- What you have to do
Pick up the piece about the bighorn sheep killed in Nevada's Montana Mountains and keep writing it from the point where it stops.

- Extract provided
On Sunday and Monday, February 14-15, 2016, USDA Wildlife Services took to the skies and shot the remaining 24 bighorn sheep in the Montana Mountains of northwest Nevada at the request of Nevada Department of Wildlife. These were important sheep because they were once healthy and over 60 had been translocated from there to areas in Nevada and Utah over the years. The disease outbreak was first detected in December when the Nevada Department of Wildlife captured some of the bighorn sheep to test them for disease and collar them for monitoring purposes. They found that the sheep were suffering from an outbreak of polymicrobial pneumonia. Since the discovery of the outbreak, 70% of the sheep had died from the disease so they decided to “depopulate”, i.e. kill, the remaining bighorn sheep in an effort to prevent the spread of the outbreak to nearby herds in Nevada and Oregon.

While the exact source of the disease outbreak is not known, it is not surprising that the bighorn sheep in this area are suffering this fate because there are two domestic sheep grazing allotments – the Bilk Creek allotment and the Wilder-Quinn allotment – in the middle of this area and BLM ignored the disease threat that they pose to bighorn sheep.

In 2012 the BLM began the permit renewal process for one of the allotments – the Bilk Creek allotment – and Western Watersheds Project submitted comments notifying them of our concern about the risk that domestic sheep posed to bighorn sheep in this area. It is well know that domestic sheep are carriers of pathogens that result in deadly pneumonia to bighorn sheep and that even just one nose-to-nose contact between these related species can result in a disease outbreak that commonly kills up to 90% of a herd and kills the offspring of the remaining animals for up to a decade.

In 2013 the BLM issued the Final Environmental Assessment that dismissed those concerns and simply stated:

Bighorn Sheep – A portion of the Bilk Creek Allotment has been identified as potential habitat for bighorn sheep. The allotment falls into the California bighorn sub-species delineation for reintroductions identified in the Nevada Bighorn Sheep Management Plan (NDOW, 2001). The Paradise-Denio Management Framework Plan set the forage allocation for bighorn at 30 AUMs. There are no immediate plans to reintroduce bighorns on the allotment since the allotment has an active domestic sheep grazing permit: therefore, there will be no further discussion of them in this analysis.

- Information supplied
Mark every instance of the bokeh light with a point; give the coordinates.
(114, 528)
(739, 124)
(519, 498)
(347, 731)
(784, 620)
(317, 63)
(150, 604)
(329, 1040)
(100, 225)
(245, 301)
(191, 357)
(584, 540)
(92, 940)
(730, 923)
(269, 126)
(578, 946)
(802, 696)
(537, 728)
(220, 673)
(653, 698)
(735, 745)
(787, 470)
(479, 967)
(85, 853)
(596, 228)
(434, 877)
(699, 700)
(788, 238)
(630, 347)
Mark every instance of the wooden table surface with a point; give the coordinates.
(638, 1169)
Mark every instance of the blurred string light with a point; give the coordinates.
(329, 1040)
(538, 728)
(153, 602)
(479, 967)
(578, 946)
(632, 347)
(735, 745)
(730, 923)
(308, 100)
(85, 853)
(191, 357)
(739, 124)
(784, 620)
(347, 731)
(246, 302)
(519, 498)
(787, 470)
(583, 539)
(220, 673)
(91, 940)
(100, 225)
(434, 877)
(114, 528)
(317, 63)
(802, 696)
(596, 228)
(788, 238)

- Answer area
Western Watersheds Project appealed the permit renewal and once again asked them to examine the risk of contact between domestic sheep and bighorn sheep with a GIS tool recently developed by the U.S. Forest Service to objectively quantify the risk that a bighorn sheep would come into contact with an allotment. The tool was developed to examine the risk that domestic sheep grazing posed to bighorn sheep on the Payette National Forest and it was made available to various agencies so that they could examine this risk in other areas. Unfortunately, the BLM refused to analyze the risk that domestic sheep pose to bighorn sheep. They argued that “[t]he Bilk Creek Allotment does not contain Occupied or Potential Bighorn Habitat according to the Bureau of Land Management (BLM) 2012 Bighorn Sheep Habitat GIS Layer. This GIS layer was obtained from the Nevada Department of Wildlife (Nevada Department of Wildlife).

Bighorn Sheep lambs © Ken Cole

Bighorn Sheep lambs © Ken Cole

This assertion contradicted the layers I had obtained from Nevada Department of Wildlife and was contrary to maps that the BLM had published just a year before which showed that the Bilk Creek Mountains were occupied bighorn sheep habitat. Even if the Bilk Creek Mountains weren’t occupied by bighorn sheep, it didn’t really matter. There was occupied bighorn sheep habitat identified less than 4 miles away and habitat preference mapping showed high quality habitat connecting the occupied habitat to the Bilk Creek Mountains and allotment. Bighorn sheep routinely make long forays in search of mates and food and they are attracted to closely related domestic sheep. The risk was clearly very high.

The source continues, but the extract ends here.